• [Aim of the exercise]:
Can you write out everything from the start of the material down to the line containing "point(75, 63)", switching "paved road" to "asphalt road" and leaving everything else unchanged?

Entries drawn from a collection
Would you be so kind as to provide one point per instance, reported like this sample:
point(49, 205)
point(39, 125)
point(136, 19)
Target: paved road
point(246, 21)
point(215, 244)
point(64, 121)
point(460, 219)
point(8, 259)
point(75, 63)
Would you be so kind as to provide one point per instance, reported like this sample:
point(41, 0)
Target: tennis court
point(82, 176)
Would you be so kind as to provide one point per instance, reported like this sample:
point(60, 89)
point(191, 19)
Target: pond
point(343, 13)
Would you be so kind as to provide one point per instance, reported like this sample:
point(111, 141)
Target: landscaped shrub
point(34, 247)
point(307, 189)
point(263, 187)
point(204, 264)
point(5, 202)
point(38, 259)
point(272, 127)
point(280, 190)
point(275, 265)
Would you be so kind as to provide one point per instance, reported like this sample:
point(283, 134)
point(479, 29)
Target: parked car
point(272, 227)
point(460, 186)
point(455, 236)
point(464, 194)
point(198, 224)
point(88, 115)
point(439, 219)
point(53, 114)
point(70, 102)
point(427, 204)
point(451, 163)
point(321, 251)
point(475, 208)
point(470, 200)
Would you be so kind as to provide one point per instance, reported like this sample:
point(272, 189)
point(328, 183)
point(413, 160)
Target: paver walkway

• [Solution]:
Would you be so kind as to provide one point per instance, reported like this sample:
point(49, 205)
point(39, 125)
point(136, 19)
Target: asphalt road
point(246, 21)
point(215, 244)
point(64, 121)
point(460, 219)
point(8, 259)
point(75, 63)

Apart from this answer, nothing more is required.